Problem to solve — With pictures left out, set down exactly the lines that begin at the one containing "the white price" and end with the last line of the entries below.

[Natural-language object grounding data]
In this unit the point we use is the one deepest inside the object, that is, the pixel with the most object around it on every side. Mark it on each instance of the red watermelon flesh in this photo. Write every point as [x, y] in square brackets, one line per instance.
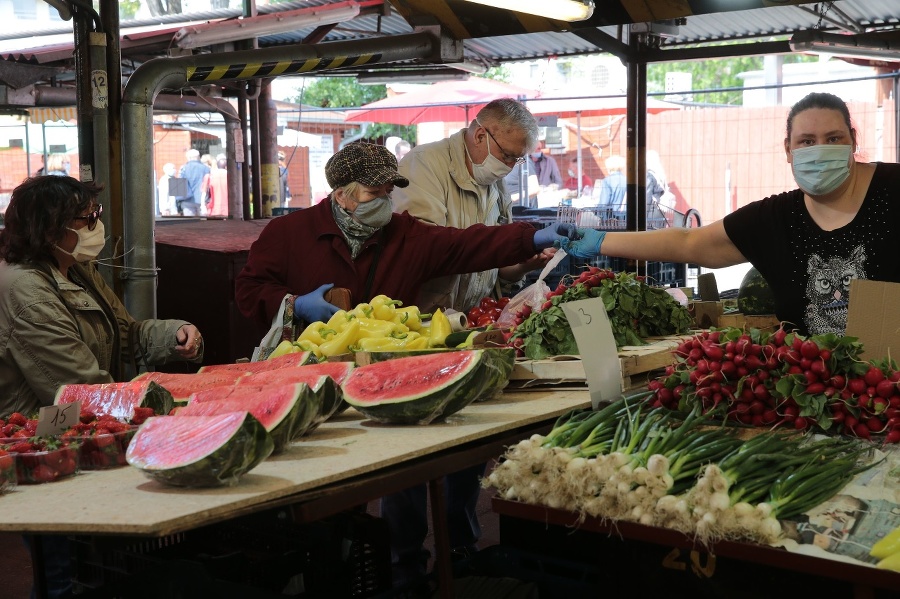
[182, 385]
[199, 451]
[117, 399]
[277, 407]
[309, 374]
[285, 361]
[417, 389]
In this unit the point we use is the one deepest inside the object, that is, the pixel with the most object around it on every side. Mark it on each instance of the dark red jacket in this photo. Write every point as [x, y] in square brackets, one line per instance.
[300, 251]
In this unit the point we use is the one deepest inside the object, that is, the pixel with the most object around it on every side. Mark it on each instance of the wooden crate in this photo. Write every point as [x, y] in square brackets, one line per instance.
[636, 362]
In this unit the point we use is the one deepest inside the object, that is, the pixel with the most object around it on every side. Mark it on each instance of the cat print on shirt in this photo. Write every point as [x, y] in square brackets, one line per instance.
[828, 290]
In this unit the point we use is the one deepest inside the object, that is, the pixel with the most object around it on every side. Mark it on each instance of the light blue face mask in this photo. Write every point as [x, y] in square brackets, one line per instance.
[821, 169]
[374, 213]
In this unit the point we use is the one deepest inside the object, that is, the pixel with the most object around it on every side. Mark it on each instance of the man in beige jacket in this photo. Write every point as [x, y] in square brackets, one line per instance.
[458, 182]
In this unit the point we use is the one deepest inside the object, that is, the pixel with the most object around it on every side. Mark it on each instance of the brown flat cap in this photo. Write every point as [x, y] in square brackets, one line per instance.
[369, 164]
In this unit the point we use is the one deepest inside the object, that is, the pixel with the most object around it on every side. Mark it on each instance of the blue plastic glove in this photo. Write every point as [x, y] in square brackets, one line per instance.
[553, 235]
[312, 306]
[587, 245]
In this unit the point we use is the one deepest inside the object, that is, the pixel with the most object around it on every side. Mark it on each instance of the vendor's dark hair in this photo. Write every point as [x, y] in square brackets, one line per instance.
[819, 100]
[39, 211]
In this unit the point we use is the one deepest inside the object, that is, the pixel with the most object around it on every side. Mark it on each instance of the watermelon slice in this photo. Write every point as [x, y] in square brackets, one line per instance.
[281, 408]
[330, 391]
[182, 385]
[285, 361]
[117, 399]
[418, 389]
[199, 451]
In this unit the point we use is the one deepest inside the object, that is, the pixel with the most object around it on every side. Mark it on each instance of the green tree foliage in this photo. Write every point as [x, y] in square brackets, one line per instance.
[338, 92]
[713, 74]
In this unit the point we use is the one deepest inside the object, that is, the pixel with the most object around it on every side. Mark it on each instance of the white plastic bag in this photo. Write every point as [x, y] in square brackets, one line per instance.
[534, 295]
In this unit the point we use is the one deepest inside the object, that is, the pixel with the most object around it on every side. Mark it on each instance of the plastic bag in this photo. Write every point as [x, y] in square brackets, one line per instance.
[534, 295]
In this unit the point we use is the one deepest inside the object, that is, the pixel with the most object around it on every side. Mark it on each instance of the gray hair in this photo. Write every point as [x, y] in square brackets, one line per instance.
[510, 114]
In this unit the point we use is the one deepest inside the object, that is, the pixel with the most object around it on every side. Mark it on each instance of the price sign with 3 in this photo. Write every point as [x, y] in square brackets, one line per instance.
[53, 420]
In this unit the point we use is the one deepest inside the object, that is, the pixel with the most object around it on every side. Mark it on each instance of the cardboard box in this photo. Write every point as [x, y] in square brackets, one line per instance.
[874, 317]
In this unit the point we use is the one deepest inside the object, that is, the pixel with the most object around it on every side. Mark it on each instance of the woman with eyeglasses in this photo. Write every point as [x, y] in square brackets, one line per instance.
[60, 322]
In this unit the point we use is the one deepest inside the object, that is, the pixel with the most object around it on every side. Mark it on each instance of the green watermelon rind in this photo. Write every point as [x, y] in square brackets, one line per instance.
[428, 405]
[331, 399]
[244, 450]
[153, 396]
[496, 366]
[280, 426]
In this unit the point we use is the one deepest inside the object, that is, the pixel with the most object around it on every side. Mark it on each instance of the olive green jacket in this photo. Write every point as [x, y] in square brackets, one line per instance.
[56, 331]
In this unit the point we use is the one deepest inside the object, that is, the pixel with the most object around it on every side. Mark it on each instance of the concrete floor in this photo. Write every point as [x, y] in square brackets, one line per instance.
[16, 574]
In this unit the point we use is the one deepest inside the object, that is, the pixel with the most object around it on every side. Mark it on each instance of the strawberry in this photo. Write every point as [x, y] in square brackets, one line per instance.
[17, 418]
[22, 447]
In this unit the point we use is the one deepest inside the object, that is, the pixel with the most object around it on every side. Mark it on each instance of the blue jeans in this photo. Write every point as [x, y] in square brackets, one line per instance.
[406, 513]
[57, 565]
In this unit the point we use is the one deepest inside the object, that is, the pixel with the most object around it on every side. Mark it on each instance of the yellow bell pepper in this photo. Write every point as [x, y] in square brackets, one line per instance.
[339, 320]
[308, 346]
[373, 327]
[341, 342]
[417, 343]
[384, 307]
[410, 317]
[316, 332]
[440, 328]
[363, 310]
[381, 344]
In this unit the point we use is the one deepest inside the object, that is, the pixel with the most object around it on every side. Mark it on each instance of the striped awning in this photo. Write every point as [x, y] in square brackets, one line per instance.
[55, 113]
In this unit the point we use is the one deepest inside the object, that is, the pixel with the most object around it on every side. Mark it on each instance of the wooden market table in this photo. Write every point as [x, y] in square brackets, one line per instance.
[347, 461]
[864, 579]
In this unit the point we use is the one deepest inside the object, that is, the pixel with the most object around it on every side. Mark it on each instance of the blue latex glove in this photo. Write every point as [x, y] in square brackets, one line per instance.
[553, 235]
[312, 306]
[587, 244]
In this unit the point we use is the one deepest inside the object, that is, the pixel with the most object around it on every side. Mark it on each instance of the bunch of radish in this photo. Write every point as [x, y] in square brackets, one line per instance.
[785, 379]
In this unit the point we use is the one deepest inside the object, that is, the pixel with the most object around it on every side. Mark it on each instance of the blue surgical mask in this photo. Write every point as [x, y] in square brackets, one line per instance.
[374, 213]
[821, 169]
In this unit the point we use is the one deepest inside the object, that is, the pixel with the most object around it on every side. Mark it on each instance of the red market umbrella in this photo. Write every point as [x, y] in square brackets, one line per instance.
[445, 101]
[590, 106]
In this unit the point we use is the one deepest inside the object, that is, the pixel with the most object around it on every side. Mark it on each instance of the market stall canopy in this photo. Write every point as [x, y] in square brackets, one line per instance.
[446, 101]
[596, 106]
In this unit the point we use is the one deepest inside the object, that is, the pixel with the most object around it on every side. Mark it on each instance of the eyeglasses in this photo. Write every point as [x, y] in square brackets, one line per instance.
[504, 155]
[92, 217]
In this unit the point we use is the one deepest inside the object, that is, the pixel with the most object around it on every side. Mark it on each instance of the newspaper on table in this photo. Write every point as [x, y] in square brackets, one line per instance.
[846, 527]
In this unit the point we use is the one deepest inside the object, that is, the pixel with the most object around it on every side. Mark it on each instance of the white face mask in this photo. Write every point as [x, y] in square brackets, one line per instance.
[89, 243]
[491, 170]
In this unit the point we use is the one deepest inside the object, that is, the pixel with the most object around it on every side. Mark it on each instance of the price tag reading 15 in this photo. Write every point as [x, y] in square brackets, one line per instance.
[53, 420]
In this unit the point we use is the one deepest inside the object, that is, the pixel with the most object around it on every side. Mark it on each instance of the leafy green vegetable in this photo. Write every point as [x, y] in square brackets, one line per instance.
[636, 311]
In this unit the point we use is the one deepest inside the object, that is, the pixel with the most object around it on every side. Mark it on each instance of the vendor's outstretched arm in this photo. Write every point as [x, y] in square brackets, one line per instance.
[708, 246]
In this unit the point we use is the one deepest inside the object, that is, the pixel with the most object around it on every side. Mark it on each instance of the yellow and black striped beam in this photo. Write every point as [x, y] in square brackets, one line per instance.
[207, 74]
[466, 20]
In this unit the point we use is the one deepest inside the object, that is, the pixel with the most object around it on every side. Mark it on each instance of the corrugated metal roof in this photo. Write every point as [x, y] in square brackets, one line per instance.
[703, 29]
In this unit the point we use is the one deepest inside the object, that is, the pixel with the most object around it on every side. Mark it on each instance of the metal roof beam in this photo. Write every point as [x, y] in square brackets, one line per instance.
[605, 42]
[724, 51]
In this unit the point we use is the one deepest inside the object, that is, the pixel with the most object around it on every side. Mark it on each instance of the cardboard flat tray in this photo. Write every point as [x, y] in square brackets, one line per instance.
[634, 362]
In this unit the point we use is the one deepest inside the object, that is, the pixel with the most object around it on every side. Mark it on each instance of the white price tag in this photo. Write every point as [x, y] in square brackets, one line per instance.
[597, 347]
[53, 420]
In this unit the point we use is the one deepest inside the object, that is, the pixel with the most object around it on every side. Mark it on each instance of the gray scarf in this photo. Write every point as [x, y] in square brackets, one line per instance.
[354, 232]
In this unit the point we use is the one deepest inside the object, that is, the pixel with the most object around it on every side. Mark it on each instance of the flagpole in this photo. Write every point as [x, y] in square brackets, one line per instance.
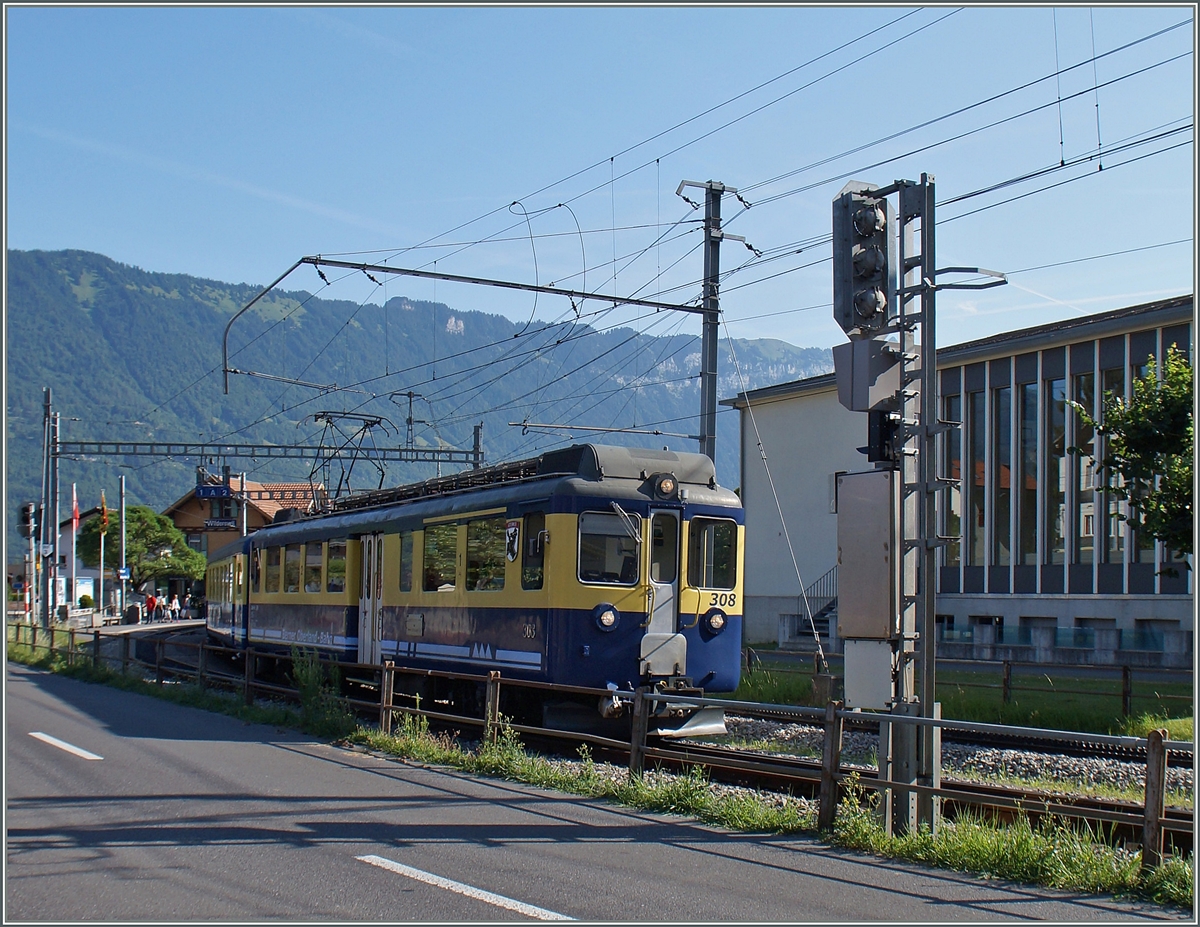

Solution to this problem —
In this unit the point we use is the one deepest inside the object, that is, the pixel with the most object around it on every side. Mark it on each instance of the white price tag in this photo. Write every point as [x, y] in square brackets, one line per instance.
[597, 347]
[53, 420]
In this unit the point we use is the one deepest inside the object, that is, the pixel with the most object around it on every side. Mark it on each instance of the gray scarf in this photo. Write every point as [x, y] in square brackets, one line per instance.
[354, 232]
In this unit the point we use is the one deepest inside the object, that is, the pixel with the most object around it on every side. Mark it on each instance of the flagpole in this photo. Write every point as [x, y] in square brackets, one line per instance.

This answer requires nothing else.